● HOW TO COMPLETE THIS TASK
Copy every line of the records that includes the word "below".

● INPUT MATERIAL
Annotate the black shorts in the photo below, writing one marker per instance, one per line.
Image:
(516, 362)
...
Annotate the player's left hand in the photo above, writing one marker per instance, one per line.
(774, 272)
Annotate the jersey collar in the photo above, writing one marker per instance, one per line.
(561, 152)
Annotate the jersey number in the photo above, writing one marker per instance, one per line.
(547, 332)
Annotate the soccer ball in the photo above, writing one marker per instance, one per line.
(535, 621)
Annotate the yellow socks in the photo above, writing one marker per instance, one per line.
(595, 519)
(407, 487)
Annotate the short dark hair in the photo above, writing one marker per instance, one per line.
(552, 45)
---
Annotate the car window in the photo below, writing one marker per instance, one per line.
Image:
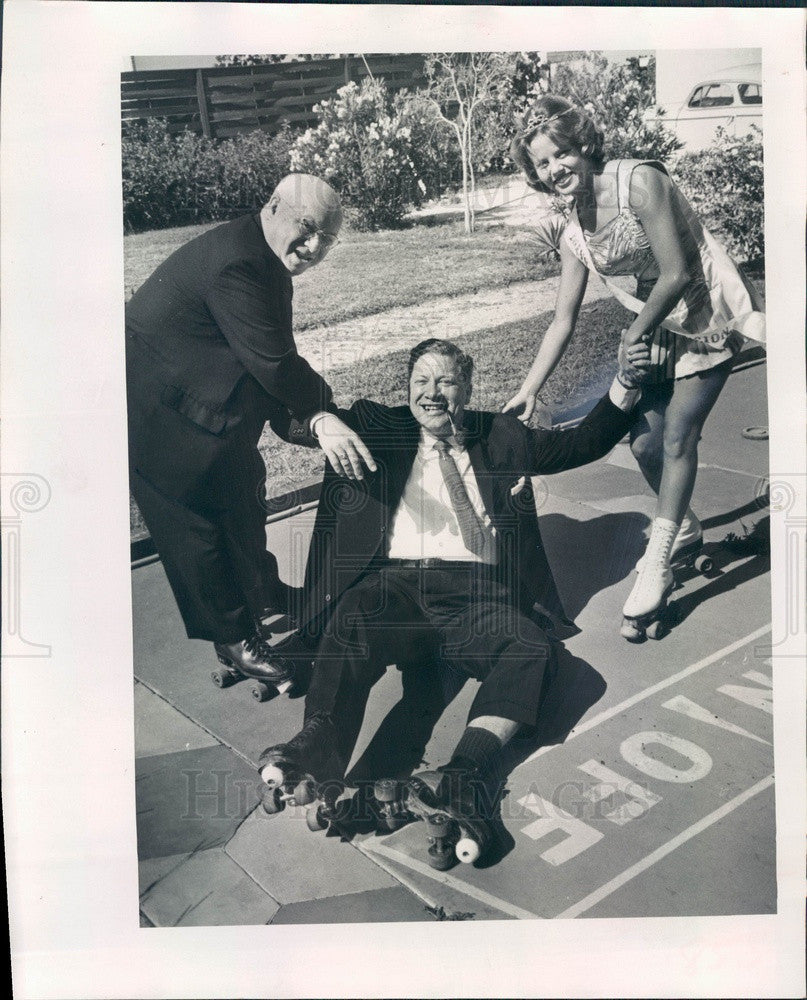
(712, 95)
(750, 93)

● SOLUTION TO THIS PROBLEM
Annotate the black shorts in the photo below, writing one marker per instance, one per line.
Annotate the car window in the photo below, writing one marker per instance, one per line.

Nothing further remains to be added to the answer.